» Excerpt provided:
*** Begin section ***

Thursday, June 2, 2011

Bright Star

          I've been wanting to see this film for such a long time, and now that I finally have, I am far from disappointed. Bright Star, directed by Jane Campion, tells the story of the three year romance between 19th century poet John Keats and Fanny Brawne.

           Campion takes a different approach to the story, than what was initially expected. It would have been easier to focus on Keats and his writing, while including the relationship as the focus of his inspiration. Instead the story is seen through the eyes, perspective, and development of Fanny's character. Because very little is known of Fanny, (Keats letters to her are all that survived) Campion is free to make Fanny the focus of the story, without sacrificing history. Fanny is made into a 19th century fashionista (this makes the costumes in this films especially beautiful, and unusual), and the film opens to Fanny at work on her latest outfit rather than the obvious alternative (Keats scribbling away at his work desk).

          The film is an absolute delight for the senses. Beautifully filmed, Campion captures the intensity of  John and Fanny's feelings for each other. Subtle touching of hands, love notes shoved underneath doors, ears pressed against walls in hopes of hearing each other on the opposite side. Beautiful stuff! While it  is sometimes unclear when the couple starts to fall in love, or why, (Fanny is a bit irritating, what precisely Keats loves about her is a mystery!) one thing is crystal clear; the depth and power of that love.

*** End section ***

Stored data entries
*** Begin section ***

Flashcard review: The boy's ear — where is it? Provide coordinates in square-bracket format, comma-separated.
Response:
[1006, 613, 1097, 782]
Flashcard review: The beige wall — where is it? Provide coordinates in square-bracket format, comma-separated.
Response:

*** End section ***

» Your goal: Carry on writing the Bright Star review, starting after its final sentence. The lines above are separate material and have no connection to the Bright Star review.

» Response:
          It's a beautiful, artsy, period film, about the extent in which the human heart can feel, and the power and beauty of words. Did I mention I also love John Keats? This movie will make you want to go out and buy his poetry!

Bright star, would I were stedfast as thou art-- 
Not in lone splendour hung aloft the night
And watching, with eternal lids apart,
Like nature's patient, sleepless Eremite,
The moving waters at their priestlike task
Of pure ablution round earth's human shores,
Or gazing on the new soft-fallen mask
Of snow upon the mountains and the moors--
No--yet still stedfast, still unchangeable,
Pillow'd upon my fair love's ripening breast,
To feel for ever its soft fall and swell,
Awake for ever in a sweet unrest,
Still, still to hear her tender-taken breath,
And so live ever--or else swoon to death.